Find the line containing "Can you spot the chair". Retype it and every line after it through the end of the entries, exactly as written, with nothing added.

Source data
____

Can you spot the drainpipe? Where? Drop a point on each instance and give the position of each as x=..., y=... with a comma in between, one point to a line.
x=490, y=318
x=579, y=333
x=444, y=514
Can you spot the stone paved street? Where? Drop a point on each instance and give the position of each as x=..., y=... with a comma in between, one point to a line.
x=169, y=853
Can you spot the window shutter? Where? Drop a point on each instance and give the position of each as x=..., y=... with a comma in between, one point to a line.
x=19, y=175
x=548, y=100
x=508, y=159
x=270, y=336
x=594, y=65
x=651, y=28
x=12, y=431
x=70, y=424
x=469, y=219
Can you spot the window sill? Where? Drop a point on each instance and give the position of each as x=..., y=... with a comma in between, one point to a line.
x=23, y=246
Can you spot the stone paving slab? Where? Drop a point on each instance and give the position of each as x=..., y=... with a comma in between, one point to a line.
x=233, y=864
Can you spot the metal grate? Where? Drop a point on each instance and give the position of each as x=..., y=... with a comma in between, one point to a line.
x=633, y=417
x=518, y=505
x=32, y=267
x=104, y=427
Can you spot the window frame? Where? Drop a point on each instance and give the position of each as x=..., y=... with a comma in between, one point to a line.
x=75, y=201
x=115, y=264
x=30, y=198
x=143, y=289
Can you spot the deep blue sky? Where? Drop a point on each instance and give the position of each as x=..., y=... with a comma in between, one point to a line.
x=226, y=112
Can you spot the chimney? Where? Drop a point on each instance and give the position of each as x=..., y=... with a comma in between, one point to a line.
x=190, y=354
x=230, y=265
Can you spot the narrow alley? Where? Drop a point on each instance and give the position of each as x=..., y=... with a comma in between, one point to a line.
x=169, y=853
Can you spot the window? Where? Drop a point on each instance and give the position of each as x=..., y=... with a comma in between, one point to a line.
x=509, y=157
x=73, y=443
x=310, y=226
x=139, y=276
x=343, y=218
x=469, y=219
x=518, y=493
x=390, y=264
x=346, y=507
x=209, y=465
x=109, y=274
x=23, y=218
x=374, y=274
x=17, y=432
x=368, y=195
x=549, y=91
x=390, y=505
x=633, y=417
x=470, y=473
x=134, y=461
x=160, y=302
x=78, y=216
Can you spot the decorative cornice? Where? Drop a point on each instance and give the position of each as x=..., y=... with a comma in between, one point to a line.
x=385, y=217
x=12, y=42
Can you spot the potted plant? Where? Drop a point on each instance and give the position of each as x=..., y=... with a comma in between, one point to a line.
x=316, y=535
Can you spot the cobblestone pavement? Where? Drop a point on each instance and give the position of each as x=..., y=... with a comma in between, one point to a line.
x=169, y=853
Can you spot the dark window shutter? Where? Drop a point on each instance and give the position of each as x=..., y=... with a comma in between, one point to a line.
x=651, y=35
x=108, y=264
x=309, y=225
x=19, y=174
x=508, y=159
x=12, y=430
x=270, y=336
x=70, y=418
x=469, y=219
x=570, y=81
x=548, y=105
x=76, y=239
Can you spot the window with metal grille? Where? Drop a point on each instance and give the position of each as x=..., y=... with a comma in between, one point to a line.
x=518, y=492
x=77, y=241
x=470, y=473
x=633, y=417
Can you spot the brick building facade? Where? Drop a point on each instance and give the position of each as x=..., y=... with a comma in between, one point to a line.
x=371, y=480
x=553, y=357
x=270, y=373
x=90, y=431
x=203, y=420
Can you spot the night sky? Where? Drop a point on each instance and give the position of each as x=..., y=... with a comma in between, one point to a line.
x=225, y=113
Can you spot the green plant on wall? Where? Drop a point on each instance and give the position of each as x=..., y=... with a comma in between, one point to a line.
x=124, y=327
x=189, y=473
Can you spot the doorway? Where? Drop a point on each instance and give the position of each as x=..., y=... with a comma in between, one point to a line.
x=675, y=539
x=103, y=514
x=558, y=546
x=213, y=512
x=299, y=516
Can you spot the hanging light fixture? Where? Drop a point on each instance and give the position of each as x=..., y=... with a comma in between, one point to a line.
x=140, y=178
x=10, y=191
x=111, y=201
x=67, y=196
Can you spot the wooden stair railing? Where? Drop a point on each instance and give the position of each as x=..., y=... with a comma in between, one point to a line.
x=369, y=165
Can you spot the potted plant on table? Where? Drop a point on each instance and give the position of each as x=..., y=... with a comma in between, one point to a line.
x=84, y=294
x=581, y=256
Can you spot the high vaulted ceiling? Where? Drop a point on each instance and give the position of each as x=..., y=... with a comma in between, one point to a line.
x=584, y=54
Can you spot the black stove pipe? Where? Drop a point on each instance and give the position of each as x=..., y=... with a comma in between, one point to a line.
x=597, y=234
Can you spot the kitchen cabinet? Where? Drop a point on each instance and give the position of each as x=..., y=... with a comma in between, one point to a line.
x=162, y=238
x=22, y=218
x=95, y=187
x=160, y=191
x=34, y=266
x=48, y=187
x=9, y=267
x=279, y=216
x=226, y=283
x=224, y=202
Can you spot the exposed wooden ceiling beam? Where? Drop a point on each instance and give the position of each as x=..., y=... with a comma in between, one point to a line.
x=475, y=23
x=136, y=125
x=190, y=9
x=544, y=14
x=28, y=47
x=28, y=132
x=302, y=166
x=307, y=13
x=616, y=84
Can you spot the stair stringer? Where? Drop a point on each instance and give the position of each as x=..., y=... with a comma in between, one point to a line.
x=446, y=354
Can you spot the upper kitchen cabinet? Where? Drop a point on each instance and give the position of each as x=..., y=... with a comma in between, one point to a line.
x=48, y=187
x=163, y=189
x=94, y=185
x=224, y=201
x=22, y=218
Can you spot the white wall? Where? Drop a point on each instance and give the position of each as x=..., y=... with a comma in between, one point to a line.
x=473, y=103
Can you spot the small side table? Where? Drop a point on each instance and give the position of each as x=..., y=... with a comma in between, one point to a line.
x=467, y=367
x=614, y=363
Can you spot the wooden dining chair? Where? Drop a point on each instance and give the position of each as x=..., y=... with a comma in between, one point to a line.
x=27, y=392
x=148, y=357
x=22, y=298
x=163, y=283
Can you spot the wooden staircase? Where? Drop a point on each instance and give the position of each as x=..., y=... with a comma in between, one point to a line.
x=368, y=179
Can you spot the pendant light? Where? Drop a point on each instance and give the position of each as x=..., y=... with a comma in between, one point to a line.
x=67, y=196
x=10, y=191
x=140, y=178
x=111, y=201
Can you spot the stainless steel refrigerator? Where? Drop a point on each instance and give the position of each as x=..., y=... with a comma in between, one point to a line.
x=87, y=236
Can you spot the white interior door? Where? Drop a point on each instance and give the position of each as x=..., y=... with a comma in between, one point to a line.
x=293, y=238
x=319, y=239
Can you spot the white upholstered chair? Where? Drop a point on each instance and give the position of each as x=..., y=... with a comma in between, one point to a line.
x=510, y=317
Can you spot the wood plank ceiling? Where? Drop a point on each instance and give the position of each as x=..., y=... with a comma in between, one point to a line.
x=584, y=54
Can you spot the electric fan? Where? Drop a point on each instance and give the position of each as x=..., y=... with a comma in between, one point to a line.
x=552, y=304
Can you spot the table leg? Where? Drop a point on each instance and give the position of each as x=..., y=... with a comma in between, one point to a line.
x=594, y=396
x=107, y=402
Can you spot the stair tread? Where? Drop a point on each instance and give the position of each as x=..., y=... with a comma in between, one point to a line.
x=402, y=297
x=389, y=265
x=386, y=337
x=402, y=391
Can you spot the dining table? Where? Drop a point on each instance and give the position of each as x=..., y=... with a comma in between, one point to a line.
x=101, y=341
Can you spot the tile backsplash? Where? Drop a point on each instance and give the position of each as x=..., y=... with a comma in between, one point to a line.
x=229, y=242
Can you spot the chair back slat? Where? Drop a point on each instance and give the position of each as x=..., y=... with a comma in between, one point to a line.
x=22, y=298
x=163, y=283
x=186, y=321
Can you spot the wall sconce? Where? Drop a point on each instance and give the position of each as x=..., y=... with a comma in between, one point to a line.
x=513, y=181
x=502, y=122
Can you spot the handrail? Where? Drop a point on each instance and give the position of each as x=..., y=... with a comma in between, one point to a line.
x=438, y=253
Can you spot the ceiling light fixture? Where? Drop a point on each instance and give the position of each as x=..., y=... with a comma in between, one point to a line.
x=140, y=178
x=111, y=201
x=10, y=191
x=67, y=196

____

» WORKED SOLUTION
Can you spot the chair back slat? Where? Drop a point on each instance and give the position of each as x=..., y=... with a comma in between, one point to a line.
x=22, y=298
x=163, y=283
x=186, y=321
Can you spot the wall sconce? Where? Drop a point on each instance and give the position of each as x=..., y=... with a comma in between, one point to a line.
x=513, y=181
x=502, y=122
Can you spot the handrail? Where? Drop a point on each instance and give the position of each as x=..., y=... with a comma in between, one point to a line.
x=438, y=253
Can you spot the ceiling light fixture? Where? Drop a point on each instance and give the position of each as x=..., y=... with a comma in between, one point to a line.
x=140, y=178
x=111, y=201
x=10, y=191
x=67, y=196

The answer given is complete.